(Source passage)

In addition, all of the above devices suffer from the disadvantage that failure of operation requires intervention into the well to remedy the problem, which is usually expensive, as a rig is usually required and time will be spent not only in the remedial work, but in mobilising and demobilising the rig. In addition, some of the above systems have been found to partially function, and in the case of ball valves, to only partially open. This provides the further disadvantage of constricting the flow and may also prevent access to a lower section of the well at a later date. Furthermore, a complete failure of a ball valve whereby it fails to open requires that the ball be milled out, which is a very expensive and time consuming operation which also threatens the integrity of the well, and is therefore to be avoided.

Preferred embodiments of the present invention seek to overcome one or more of the above disadvantages of the prior art.

According to an aspect of the present invention, there is provided a pressure barrier apparatus for providing a removable pressure barrier in a borehole, the apparatus comprising:

a housing defining a first flow passage having a first part and a second part separated in use by an erodeable pressure barrier member, a second fluid flow passage for connecting said first part to said second part, and at least one conduit for directing at least a portion of fluid flowing in said second fluid flow passage onto said barrier member to cause erosion thereof.

(End Source passage)
(Dataset extract)

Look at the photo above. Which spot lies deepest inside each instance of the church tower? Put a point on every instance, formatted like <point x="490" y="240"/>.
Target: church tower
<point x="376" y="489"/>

(End Dataset extract)

◆ **What you have to do**:
Answer these questions using the pressure barrier passage, numbering each answer to match its question.
1. When a ball valve completely fails to open, what must be milled out?
2. In use, what separates the first part of the first flow passage from the second part?
3. What is the at least one conduit for?

◆ **Answer to this problem**:
1. The ball.
2. An erodeable pressure barrier member.
3. It directs at least a portion of the fluid flowing in the second fluid flow passage onto the barrier member to erode it.